Point-per-instance localization data:
Segment Open
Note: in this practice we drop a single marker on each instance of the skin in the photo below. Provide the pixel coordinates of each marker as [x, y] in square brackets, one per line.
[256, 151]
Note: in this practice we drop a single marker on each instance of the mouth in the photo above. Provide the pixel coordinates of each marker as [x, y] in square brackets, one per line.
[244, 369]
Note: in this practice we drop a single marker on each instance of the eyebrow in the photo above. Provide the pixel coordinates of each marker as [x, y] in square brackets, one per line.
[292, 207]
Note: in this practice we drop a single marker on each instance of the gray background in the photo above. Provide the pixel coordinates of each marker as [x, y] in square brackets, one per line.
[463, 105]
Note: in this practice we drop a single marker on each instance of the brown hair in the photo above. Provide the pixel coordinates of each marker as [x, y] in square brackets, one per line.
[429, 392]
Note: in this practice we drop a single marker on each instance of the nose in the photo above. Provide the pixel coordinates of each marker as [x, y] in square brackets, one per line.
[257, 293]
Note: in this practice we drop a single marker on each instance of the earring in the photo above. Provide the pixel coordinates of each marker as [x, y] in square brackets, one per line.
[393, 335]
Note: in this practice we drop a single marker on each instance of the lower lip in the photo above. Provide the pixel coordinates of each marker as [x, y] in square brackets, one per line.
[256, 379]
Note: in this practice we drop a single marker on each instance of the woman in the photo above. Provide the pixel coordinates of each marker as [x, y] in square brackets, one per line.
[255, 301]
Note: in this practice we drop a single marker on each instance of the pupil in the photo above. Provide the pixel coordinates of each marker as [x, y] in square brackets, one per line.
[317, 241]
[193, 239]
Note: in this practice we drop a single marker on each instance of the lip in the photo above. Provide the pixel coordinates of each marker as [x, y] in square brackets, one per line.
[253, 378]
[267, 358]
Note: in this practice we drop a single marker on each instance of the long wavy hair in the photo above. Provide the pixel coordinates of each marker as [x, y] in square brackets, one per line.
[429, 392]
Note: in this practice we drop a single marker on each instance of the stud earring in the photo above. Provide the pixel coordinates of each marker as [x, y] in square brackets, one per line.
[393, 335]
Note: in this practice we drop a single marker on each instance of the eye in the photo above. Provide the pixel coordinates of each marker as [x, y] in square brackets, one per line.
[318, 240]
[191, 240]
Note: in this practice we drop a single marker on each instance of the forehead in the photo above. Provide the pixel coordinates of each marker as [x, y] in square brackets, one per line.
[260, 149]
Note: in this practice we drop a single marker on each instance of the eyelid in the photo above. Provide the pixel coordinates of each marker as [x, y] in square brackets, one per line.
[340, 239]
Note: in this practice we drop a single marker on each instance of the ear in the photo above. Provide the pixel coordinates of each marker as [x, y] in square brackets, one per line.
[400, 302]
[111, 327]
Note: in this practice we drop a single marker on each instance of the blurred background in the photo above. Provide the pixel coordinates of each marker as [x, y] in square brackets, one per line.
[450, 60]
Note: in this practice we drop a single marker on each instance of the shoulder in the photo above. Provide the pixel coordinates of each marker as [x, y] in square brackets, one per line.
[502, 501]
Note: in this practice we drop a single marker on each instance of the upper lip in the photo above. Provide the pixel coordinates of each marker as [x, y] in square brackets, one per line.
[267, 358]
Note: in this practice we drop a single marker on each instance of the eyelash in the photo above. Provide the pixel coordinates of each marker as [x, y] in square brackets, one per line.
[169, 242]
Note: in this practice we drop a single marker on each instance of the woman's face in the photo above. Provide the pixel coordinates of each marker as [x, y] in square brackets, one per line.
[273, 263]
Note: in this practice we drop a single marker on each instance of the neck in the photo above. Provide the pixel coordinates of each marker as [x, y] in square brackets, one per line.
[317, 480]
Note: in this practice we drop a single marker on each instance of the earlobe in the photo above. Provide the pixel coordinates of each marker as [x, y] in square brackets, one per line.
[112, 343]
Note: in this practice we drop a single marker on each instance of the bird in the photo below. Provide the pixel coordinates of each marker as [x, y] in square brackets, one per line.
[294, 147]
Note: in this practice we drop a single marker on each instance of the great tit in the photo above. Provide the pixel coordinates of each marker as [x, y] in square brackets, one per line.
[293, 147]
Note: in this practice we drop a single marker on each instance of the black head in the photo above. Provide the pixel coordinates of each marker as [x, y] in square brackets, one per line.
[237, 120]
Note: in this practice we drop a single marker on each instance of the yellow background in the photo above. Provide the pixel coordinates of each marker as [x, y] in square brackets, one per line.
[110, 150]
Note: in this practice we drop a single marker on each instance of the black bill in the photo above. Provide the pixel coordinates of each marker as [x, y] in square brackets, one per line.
Segment Closed
_WHAT YOU WILL DO_
Return every line above exactly as it stands.

_FINAL ANSWER_
Note: in this practice we drop a single marker on each instance of the skin in the photo below. Provide the pixel coordinates of each marker as [x, y] in square brackets, one per line.
[256, 151]
Note: in this practice we drop a single marker on each instance of the mouth in the photo above. Provide the pixel coordinates of each marker as [x, y] in square brackets, one per line.
[244, 369]
Note: in this practice we drop a single marker on each instance of the eyebrow in the photo above. Provide the pixel coordinates of each marker as [x, y] in square brackets, one per line.
[292, 207]
Note: in this practice we drop a single marker on each instance of the gray background in the photo above. Provide the pixel coordinates of each marker as [x, y] in square brackets, one per line.
[463, 105]
Note: in this practice we drop a single marker on each instance of the brown hair in the photo above. Provide the pixel coordinates of each marker as [x, y] in square brackets, one per line.
[429, 392]
Note: in this practice we drop a single marker on each instance of the nose in the photo above. Provide the pixel coordinates of each marker as [x, y] in square brackets, one per line.
[257, 293]
Note: in this practice we drop a single marker on each instance of the earring in the photo above. Provide the pixel coordinates of each marker as [x, y] in square brackets, one per line.
[393, 335]
Note: in this practice we drop a single marker on each instance of the lower lip in the photo above. Provide the pixel coordinates of each marker as [x, y] in square brackets, one per line.
[256, 379]
Note: in this practice we drop a single marker on each instance of the woman in the photo above. Provide the pixel coordinates of each marker as [x, y] in square brackets, one per line.
[255, 301]
Note: in this practice we drop a single marker on each instance of the pupil in the photo above. Provide the pixel coordinates of each marker as [x, y] in square brackets, one per line.
[317, 241]
[193, 239]
Note: in this practice we drop a single marker on each instance of the lip in the photo above. Provide the pixel coordinates of each marker as [x, y] in square brackets, one per line.
[253, 378]
[267, 358]
Note: in this practice we drop a single marker on each instance of the long wavy hair in the photo above. Provide the pixel coordinates of each marker as [x, y] in square brackets, one per line.
[429, 392]
Note: in this practice we drop a single marker on each instance of the stud earring in the photo above. Provide the pixel coordinates of each marker as [x, y] in square brackets, one per line.
[393, 335]
Note: in this practice we drop a single marker on each instance of the eye in the photo above. Provide the pixel coordinates of each marker as [x, y] in square brackets, one per line.
[318, 240]
[191, 240]
Note: in this practice we drop a single marker on each instance of the forehead in the photo above. Provide the pixel coordinates of each marker as [x, y] in square brackets, one per line.
[260, 149]
Note: in this practice we drop a single marker on each instance of the eyelid in the photo above. Provide the pixel coordinates of each marker as [x, y] in square brackets, one per line.
[340, 239]
Note: in this practice we drop a single marker on each instance of the ear in the photo above. Provide the pixel coordinates of each marker as [x, y] in square brackets, one per line.
[400, 302]
[111, 327]
Note: in this practice we drop a single marker on each instance of the blurred background in the photo above. Provide the pixel coordinates of each marker as [x, y] in square brackets, one per line.
[450, 60]
Note: in this practice we drop a single marker on each instance of the shoulder in the photo above. Provide the pixel coordinates of each marker as [x, y] in square brackets, one per line.
[502, 501]
Note: in this practice we drop a single marker on each instance of the upper lip in the photo above. Provide the pixel coordinates of each marker as [x, y] in square brackets, one per line.
[267, 358]
Note: in this practice we drop a single marker on each instance of the eyelash in the photo above. Provide the pixel coordinates of each marker as [x, y] in square brackets, one per line.
[169, 242]
Note: in this practice we drop a single marker on each instance of the woman's face in the photo above. Provide the pixel coordinates of each marker as [x, y] in square brackets, one per line.
[273, 263]
Note: in this practice we drop a single marker on each instance of the neck in the photo above. Provide the pixel coordinates of each marker as [x, y] in square brackets, one per line.
[317, 480]
Note: in this practice we drop a single marker on each instance of the earlobe in the photo above. Provide the pixel coordinates of each marker as [x, y] in square brackets, one per line.
[112, 343]
Note: in this practice we drop a single marker on each instance of the bird in the photo below. Provide the pixel coordinates of each marker as [x, y] in square brackets, one per line.
[294, 147]
Note: in this practice we drop a single marker on each instance of the great tit in the photo above. Provide the pixel coordinates of each marker as [x, y] in square brackets, one per line.
[293, 147]
Note: in this practice we drop a single marker on each instance of the black head in the photo above. Provide the pixel coordinates of each marker as [x, y] in square brackets, one per line.
[237, 120]
Note: in this practice we drop a single marker on each instance of the yellow background in the photo above. Provide the pixel coordinates of each marker as [x, y] in square brackets, one per line.
[110, 150]
Note: in this practice we drop a single marker on each instance of the black bill in the photo above. Provide the pixel coordinates of each marker as [x, y] in square brackets, one per line.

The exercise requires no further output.